Text block »
>> begin

They refer to content as “fill.”
Like, what you use in your yard to level it.
(Then they wonder why people would rather read field-specific websites and blogs.)
There is such a whole chicken-egg-chicken madness to this method – I’m going to have to think about it some more, because it fuels itself I think, and yet it’s such a death-spiral. The reason that The Fugitive was so great as a thriller was that it wasn’t just The Harrison Ford Show, nor even the Harrison Ford & Tommy Lee Jones show, tho’ it mostly was – everybody got little moments, little tiny bits of shading to round them, and so much lingering was spent on the “backdrop” – it made me realize that Chicago was also a beautiful city, for the first time in my life. All that made you care about the main men, and made it seem like the stakes were real and mattered, even if it is a total WiR and Bechdel failure it’s less othering in a key way than so many films with token Action Grl chick sidekicks.
Because, after all, we can’t be Gary-Stu: in any Gary-Stu vehicle, There can be only one!!! Nobody in the end can identify with a solipsistic hero whacking away at a bunch of cardboard cutouts.
(And then they wonder why Arnold can’t keep pulling them in to make up for his insanely high salaries. Hint: it wasn’t Arnold that made Conan, it was Conan & Subotai & Valeria & King Osric & Thulsa Doom & the cranky old wizard Narrator & the score & the vast, grand settings…)
bellatrys(Quote) (Reply)
You know, I HATE Harrison Ford (sorry) and I still liked the Fugitive way back when. It did have a better-than-average script, despite following the formula.
Jennifer Kesler(Quote) (Reply)
That’s because it was made back when he still played characters, instead of playing Harrison Ford™. It’s almost the guaranteed Kiss of Death as an actor to be treated as A Star regardless of what they actually *do* on screen, what the vehicle is (the same is true imo for directors). I used to like Tom Hanks, but now it’s hard to remember that he was ever in Apollo 13…
bellatrys(Quote) (Reply)
Erik, that’s a wild coincidence! I hadn’t even realized that when I posted it!
bellatrys(Quote) (Reply)
Oh, Patrick, you want to hear a good one?
Years ago, in the mid-90′s, I was doing coverage (reviewing) scripts for agents. Speed was a runaway hit, so the trend of the day was to write a script you could pitch as “Speed in a train/submarine/airplane/other fast-moving vehicle” (making it ironic that Speed 2 was set on a slowboat to China, I know, but that’s a whole other thing). Out of the steaming heaps of “Speed” rip-offs came one very good script. Even I thought it was good, after having read so many bad rip-offs I was ready to hurl at the sight of another Speed-like script.
Two studios got into a bidding war over it. At the beginning of one sunny workday, it looked like the script might sell for a couple hundred thousand, which was great. By the end of the workday, it had sold for $1 million. Which was very rare back then (screenwriters do not make the kind of money most people imagine).
It was never filmed. To this day. It never will be.
Reason? One in forty sold scripts actually gets filmed. Scripts are bought for all sorts of reasons. For example, if you can’t afford the $50 mil to make that movie and you know it could kick your studio’s ass next summer, you’ll gladly spend $1 mil to keep someone else from making it. Or they buy it with the full intention of making it, but it falls apart. Or two departments are in a weenie measuring contest. Or whatever. There’s so much money flying around, it doesn’t always make good business sense.

>> end

Rows »
>> begin

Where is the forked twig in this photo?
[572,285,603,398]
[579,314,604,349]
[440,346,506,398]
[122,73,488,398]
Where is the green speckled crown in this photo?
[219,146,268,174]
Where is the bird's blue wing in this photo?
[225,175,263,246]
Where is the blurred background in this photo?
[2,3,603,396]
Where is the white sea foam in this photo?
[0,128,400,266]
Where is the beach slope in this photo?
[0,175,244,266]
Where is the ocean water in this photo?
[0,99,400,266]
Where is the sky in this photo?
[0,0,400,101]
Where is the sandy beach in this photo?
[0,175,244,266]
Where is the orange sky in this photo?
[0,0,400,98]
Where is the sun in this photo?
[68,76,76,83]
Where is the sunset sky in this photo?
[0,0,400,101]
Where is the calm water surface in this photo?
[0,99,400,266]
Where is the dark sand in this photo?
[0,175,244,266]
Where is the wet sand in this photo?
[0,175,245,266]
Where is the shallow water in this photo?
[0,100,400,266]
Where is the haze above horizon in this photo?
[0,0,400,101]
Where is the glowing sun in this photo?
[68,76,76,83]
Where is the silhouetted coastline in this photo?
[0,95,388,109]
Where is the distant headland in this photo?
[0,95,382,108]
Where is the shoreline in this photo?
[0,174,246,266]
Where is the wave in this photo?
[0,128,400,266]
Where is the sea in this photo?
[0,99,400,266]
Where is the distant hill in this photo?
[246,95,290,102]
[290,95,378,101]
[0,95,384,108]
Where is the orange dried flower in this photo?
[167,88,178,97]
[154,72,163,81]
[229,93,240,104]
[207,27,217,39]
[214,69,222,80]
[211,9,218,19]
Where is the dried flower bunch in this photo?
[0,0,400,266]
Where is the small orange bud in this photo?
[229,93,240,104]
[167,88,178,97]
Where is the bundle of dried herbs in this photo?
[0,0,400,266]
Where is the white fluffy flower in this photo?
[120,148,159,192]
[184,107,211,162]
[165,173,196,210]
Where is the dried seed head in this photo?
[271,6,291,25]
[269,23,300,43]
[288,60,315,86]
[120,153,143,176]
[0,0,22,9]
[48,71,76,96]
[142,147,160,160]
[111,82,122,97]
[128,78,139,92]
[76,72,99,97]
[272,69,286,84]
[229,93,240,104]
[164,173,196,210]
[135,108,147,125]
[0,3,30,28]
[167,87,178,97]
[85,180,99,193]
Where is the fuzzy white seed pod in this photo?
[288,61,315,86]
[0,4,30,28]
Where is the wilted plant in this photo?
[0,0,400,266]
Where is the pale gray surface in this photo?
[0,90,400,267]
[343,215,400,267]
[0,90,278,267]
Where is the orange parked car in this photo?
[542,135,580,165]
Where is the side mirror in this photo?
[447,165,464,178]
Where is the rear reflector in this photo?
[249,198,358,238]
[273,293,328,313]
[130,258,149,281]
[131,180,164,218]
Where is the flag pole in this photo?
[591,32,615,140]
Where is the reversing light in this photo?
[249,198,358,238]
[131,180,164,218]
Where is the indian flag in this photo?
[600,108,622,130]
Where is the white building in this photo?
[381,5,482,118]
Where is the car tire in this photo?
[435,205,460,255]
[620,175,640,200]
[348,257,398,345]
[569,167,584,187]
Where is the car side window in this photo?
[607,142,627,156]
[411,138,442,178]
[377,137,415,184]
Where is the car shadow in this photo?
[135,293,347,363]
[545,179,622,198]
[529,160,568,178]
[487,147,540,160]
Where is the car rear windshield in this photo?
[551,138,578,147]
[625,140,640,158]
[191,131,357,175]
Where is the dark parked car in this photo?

>> end

Given request »
In the comment thread about movies, how much did the good Speed-style script finally sell for by the end of the workday? The records have no role here.

Finished task »
$1 million.